• Your assignment: Could you output each line below precisely as it stands, without the images?

=== Data to process ===

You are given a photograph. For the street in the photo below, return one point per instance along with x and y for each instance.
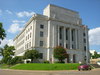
(73, 72)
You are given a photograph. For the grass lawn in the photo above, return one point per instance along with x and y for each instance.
(42, 66)
(4, 66)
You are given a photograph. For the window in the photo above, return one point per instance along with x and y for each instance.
(60, 44)
(41, 26)
(84, 40)
(41, 55)
(72, 46)
(41, 43)
(72, 35)
(84, 34)
(26, 38)
(66, 34)
(30, 35)
(66, 45)
(31, 27)
(60, 32)
(41, 34)
(85, 48)
(30, 44)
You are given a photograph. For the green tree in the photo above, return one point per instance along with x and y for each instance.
(95, 56)
(2, 32)
(31, 54)
(7, 54)
(60, 53)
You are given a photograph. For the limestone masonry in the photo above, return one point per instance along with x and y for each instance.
(57, 26)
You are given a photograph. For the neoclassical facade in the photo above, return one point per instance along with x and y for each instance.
(57, 26)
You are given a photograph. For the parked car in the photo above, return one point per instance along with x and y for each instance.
(98, 62)
(84, 67)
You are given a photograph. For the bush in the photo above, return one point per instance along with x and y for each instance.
(46, 61)
(16, 60)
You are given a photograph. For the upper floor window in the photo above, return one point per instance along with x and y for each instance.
(84, 40)
(41, 26)
(41, 33)
(60, 33)
(41, 55)
(84, 34)
(41, 43)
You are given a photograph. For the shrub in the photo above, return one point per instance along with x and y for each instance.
(16, 60)
(46, 61)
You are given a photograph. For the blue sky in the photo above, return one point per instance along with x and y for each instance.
(15, 13)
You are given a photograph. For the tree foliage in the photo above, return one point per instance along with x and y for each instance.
(2, 32)
(60, 53)
(7, 53)
(95, 56)
(31, 54)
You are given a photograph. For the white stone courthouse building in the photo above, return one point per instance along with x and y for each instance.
(57, 26)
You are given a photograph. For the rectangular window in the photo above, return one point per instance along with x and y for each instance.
(30, 35)
(41, 55)
(41, 33)
(72, 35)
(66, 45)
(41, 43)
(84, 40)
(85, 48)
(84, 34)
(41, 26)
(66, 34)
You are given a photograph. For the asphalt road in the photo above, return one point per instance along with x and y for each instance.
(25, 72)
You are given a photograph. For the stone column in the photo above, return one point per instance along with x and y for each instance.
(48, 43)
(70, 34)
(58, 36)
(64, 37)
(71, 58)
(76, 38)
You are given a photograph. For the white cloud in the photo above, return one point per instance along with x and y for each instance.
(25, 13)
(14, 28)
(94, 36)
(9, 12)
(0, 12)
(17, 21)
(17, 25)
(6, 41)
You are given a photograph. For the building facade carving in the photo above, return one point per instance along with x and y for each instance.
(56, 27)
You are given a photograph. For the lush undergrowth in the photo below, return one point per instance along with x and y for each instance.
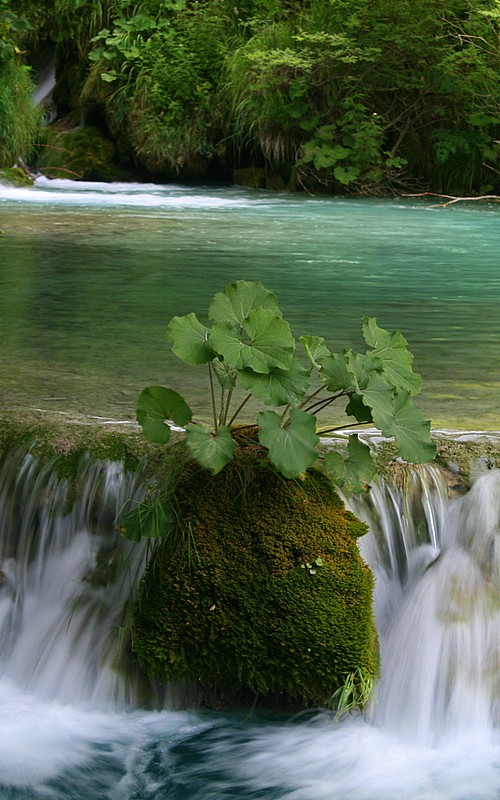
(348, 96)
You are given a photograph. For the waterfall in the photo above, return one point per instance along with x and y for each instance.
(72, 726)
(66, 575)
(437, 567)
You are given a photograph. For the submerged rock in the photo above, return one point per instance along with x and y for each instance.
(261, 595)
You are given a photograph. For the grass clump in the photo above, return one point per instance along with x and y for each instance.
(244, 619)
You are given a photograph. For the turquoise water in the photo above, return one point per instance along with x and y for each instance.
(90, 274)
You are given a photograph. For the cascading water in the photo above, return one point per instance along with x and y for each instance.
(71, 725)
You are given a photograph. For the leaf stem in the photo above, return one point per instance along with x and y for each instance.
(243, 403)
(212, 393)
(310, 397)
(228, 403)
(321, 404)
(342, 427)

===

• Reply:
You are given a photograph. For the street in the photo below, return one point per instance along with x and y for each instance.
(73, 72)
You are given a photograph. For the grass lawn in the photo above, return one point per instance along with x and y for each instance.
(42, 66)
(4, 66)
You are given a photograph. For the window in the photo above, return one point per instance along with x and y for each instance.
(60, 44)
(41, 26)
(84, 40)
(41, 55)
(72, 46)
(41, 43)
(72, 35)
(84, 34)
(26, 38)
(66, 34)
(30, 35)
(66, 45)
(31, 27)
(60, 32)
(41, 34)
(85, 48)
(30, 44)
You are given a photograph. For the green tree in the photo above, return one point per instance along with x and y for each instance.
(95, 56)
(2, 32)
(31, 54)
(7, 54)
(60, 53)
You are given a photograph. For the limestone masonry in the photo above, return one point per instance along with x and y for each instance.
(57, 26)
You are given a photograph. For the neoclassical facade in the photo above, return one point per instance along with x and y for each instance.
(57, 26)
You are given a photograph. For the parked car in the photo above, return one point per instance along with x and y for each instance.
(98, 62)
(84, 67)
You are given a photograph. For the bush in the photo above, return one point per instance along with x and y for each instance.
(46, 61)
(16, 60)
You are given a photograph. For the upper floor window in the photo above, return one point per instance along with x and y for each instance.
(84, 40)
(41, 26)
(41, 33)
(60, 33)
(41, 55)
(84, 34)
(41, 43)
You are given a photograph. For the shrub in the photo above, return one point per instance along with x and y for each instance.
(16, 60)
(46, 61)
You are given a photograph. For the blue sky in the photo above, return one point per instance along with x and y for each instance.
(15, 13)
You are given a photograph. For the tree foliage in the photo above, return one point per instance along with x and y for each instance.
(2, 32)
(60, 53)
(7, 53)
(95, 56)
(31, 54)
You are given a photograph. For the white stone courthouse building in the photo above, return one point per instance along with x and y for each instance.
(57, 26)
You are given a photograph. For the rectangular window in the photo above, return one point per instance along with x and y for each instance.
(30, 35)
(41, 55)
(41, 33)
(72, 35)
(66, 45)
(41, 43)
(84, 40)
(85, 48)
(84, 34)
(41, 26)
(66, 34)
You are given a photograph. For the asphalt road in the photo above, return one point per instance along with x and y for each instance.
(25, 72)
You are given a photograph. For the stone column in the photo above, return one point per instance along with x and y for each instance.
(48, 43)
(70, 34)
(58, 36)
(64, 37)
(71, 58)
(76, 38)
You are given a photograph. For the white cloud in the photo above, return one point per instance along with x and y for each instance.
(25, 13)
(14, 28)
(94, 36)
(9, 12)
(0, 12)
(17, 21)
(17, 25)
(6, 41)
You are given a photograph. For the building facade carving in the photo above, return one point per instance along with x and y for each instance.
(56, 27)
You are given a photograph. For the lush undergrowth in the photo below, return one point per instance along with x and y for each instance.
(348, 96)
You are given a photograph. For the waterfall in the photo above, return one point per instance along with x and y for each instance.
(72, 726)
(66, 575)
(437, 567)
You are given a photograph. For the submerged rock in the photo above, return one point per instance along with x and y for each instance.
(261, 595)
You are given a photograph. For the grass clump in the photo above, return one point per instance along with x and y for each instance.
(244, 619)
You are given a photograph. For the turquoise water in the photo above, return one point per instance along with x and y for each instance.
(90, 274)
You are given a photograph. For the cascading water in the photo above, return one point per instance along with x and y for each instance.
(71, 725)
You are given a photograph. For the leaf stem in the photo above, return one point per instance along with x and y for each instance.
(243, 403)
(212, 393)
(310, 397)
(228, 403)
(321, 404)
(342, 427)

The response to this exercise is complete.